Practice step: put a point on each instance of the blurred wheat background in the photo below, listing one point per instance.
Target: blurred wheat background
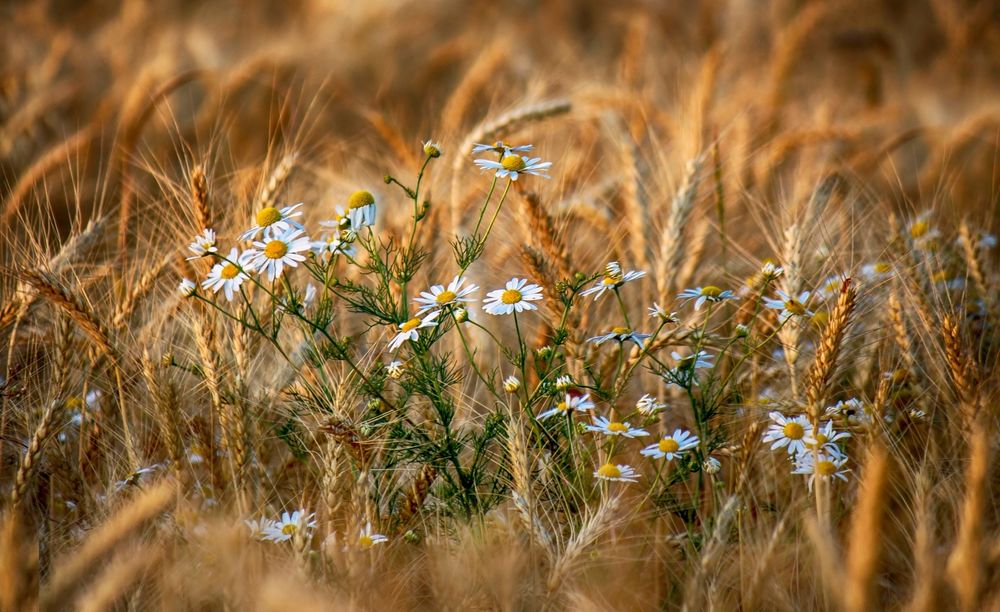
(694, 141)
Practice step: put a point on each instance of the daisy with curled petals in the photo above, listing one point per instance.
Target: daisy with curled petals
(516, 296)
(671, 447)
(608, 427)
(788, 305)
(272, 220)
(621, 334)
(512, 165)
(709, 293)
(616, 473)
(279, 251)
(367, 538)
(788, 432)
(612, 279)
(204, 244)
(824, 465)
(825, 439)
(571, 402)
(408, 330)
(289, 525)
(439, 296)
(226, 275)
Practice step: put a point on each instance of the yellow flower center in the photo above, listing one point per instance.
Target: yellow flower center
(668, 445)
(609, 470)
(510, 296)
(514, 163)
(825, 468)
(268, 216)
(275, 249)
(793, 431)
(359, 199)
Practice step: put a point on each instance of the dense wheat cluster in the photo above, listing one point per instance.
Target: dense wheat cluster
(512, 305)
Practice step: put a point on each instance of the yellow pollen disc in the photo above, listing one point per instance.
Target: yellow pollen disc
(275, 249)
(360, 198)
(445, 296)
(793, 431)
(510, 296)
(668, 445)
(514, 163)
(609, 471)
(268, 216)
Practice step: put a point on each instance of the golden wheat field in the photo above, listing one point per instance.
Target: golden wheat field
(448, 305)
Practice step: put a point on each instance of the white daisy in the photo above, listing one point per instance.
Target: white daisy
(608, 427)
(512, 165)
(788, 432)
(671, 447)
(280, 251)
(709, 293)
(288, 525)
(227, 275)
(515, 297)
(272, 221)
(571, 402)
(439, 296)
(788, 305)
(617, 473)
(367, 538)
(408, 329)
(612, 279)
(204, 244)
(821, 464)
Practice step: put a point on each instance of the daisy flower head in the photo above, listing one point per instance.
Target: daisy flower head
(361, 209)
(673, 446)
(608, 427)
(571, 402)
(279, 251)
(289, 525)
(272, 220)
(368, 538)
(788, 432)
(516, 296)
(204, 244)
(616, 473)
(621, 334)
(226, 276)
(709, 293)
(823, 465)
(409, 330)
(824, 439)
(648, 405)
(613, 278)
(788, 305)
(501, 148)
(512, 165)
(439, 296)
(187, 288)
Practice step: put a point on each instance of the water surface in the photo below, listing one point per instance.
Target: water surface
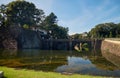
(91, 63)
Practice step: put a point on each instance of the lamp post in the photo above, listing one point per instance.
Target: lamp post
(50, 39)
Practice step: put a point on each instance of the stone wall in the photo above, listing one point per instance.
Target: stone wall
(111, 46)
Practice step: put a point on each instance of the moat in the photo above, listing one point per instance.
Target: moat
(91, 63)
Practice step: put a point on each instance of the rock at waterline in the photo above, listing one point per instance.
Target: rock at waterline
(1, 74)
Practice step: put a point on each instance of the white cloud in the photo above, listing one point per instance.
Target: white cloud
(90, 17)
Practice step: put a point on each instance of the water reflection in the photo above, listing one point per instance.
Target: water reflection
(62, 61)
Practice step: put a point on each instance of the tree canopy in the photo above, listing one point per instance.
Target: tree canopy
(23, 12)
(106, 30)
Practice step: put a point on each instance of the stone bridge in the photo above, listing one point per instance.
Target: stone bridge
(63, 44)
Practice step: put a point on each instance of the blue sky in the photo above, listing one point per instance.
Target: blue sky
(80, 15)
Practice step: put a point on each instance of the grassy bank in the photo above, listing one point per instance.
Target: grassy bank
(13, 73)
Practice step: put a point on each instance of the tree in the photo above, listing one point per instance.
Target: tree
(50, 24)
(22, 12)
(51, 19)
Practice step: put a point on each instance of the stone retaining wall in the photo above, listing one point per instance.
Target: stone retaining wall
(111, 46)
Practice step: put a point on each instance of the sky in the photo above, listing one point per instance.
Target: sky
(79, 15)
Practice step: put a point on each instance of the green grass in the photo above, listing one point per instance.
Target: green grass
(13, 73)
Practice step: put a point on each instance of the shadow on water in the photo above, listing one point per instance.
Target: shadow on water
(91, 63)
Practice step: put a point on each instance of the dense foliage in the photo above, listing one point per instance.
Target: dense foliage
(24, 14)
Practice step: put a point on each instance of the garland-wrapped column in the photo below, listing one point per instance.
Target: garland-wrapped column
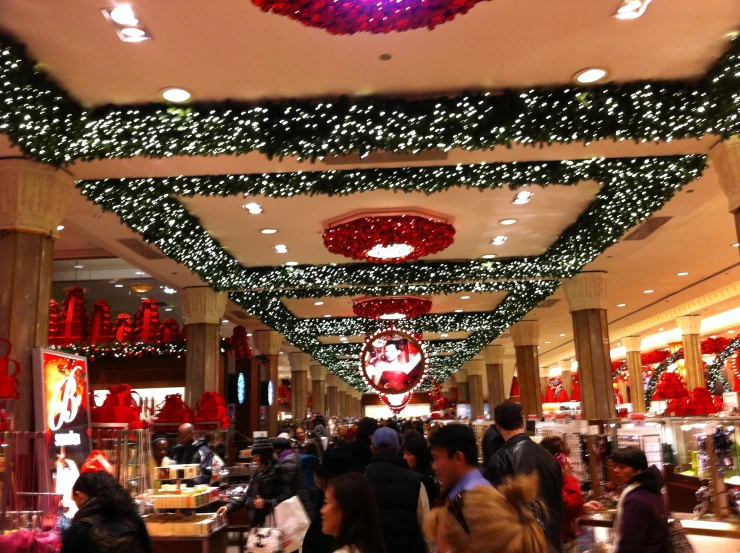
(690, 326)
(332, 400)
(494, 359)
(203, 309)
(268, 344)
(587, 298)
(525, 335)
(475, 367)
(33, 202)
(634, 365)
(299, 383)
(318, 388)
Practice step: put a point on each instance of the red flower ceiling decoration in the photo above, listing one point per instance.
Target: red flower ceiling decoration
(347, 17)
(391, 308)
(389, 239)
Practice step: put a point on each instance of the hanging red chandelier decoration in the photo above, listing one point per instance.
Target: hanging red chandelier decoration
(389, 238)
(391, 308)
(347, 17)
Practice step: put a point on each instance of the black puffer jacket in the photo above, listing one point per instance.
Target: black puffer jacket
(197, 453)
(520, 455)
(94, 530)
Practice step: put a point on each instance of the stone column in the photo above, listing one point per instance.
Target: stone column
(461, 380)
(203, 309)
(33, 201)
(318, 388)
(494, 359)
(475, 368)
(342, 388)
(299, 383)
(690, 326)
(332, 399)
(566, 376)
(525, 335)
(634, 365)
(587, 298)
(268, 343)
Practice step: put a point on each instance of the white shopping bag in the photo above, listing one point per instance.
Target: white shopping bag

____________

> _Problem to solve_: In the material above, one part opens with the line containing "Target: dense foliage" and closes with the line containing "the stone column". Write out that part exactly and skip its pictures.

> _Response_:
Target: dense foliage
(24, 14)
Practice step: put a point on each instance of the garland-wrapped column in the photo below, listing one point per instance.
Target: garland-wrapped column
(690, 326)
(332, 400)
(494, 359)
(203, 309)
(268, 344)
(587, 298)
(525, 335)
(475, 367)
(33, 202)
(634, 365)
(299, 383)
(318, 388)
Practice step: put a point on each instance of the red flower ceiling decoration in the photo above, listing one point per instance.
Target: red flower ceiling decoration
(347, 17)
(391, 308)
(389, 239)
Practice step: put a point on each instance of the hanging red chandelier decoration in the photo above, listing one point per instance.
Target: hanging red chandelier decoration
(389, 238)
(391, 308)
(347, 17)
Practice step: put a point on each instance of the black puffer jacket in the photo above, listing one point per instance.
Target: black puffer jacket
(197, 453)
(520, 455)
(94, 530)
Practice step: put a point on each instance of the stone column in the photo above, listing one point per instance.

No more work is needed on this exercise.